> _WRITTEN EXERCISE_
Gather every line of the records that contains the word "white", treating uppercase and lowercase as different.

•••

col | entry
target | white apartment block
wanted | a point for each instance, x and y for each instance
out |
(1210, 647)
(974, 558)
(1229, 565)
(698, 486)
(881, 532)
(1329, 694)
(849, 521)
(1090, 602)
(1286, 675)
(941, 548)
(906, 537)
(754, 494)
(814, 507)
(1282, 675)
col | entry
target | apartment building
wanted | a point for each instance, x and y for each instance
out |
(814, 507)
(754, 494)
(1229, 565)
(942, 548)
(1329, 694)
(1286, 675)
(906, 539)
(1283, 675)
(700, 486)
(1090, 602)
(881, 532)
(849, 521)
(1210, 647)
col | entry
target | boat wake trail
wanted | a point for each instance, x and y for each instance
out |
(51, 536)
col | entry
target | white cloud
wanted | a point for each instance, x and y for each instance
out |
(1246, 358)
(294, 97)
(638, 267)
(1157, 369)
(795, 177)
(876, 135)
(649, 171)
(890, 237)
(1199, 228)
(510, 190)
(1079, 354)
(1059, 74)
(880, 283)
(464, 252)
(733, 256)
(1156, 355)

•••

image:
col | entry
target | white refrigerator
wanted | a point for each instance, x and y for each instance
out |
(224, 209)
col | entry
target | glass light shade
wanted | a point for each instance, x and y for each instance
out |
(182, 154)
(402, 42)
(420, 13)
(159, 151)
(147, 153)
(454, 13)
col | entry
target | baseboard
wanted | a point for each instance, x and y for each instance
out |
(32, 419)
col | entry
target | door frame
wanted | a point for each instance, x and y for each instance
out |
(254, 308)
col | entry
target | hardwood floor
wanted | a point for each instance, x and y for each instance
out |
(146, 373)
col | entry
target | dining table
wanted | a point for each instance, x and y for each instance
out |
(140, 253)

•••

> _WRITTEN ANSWER_
target | white apartment block
target | white cloud
target | white refrigerator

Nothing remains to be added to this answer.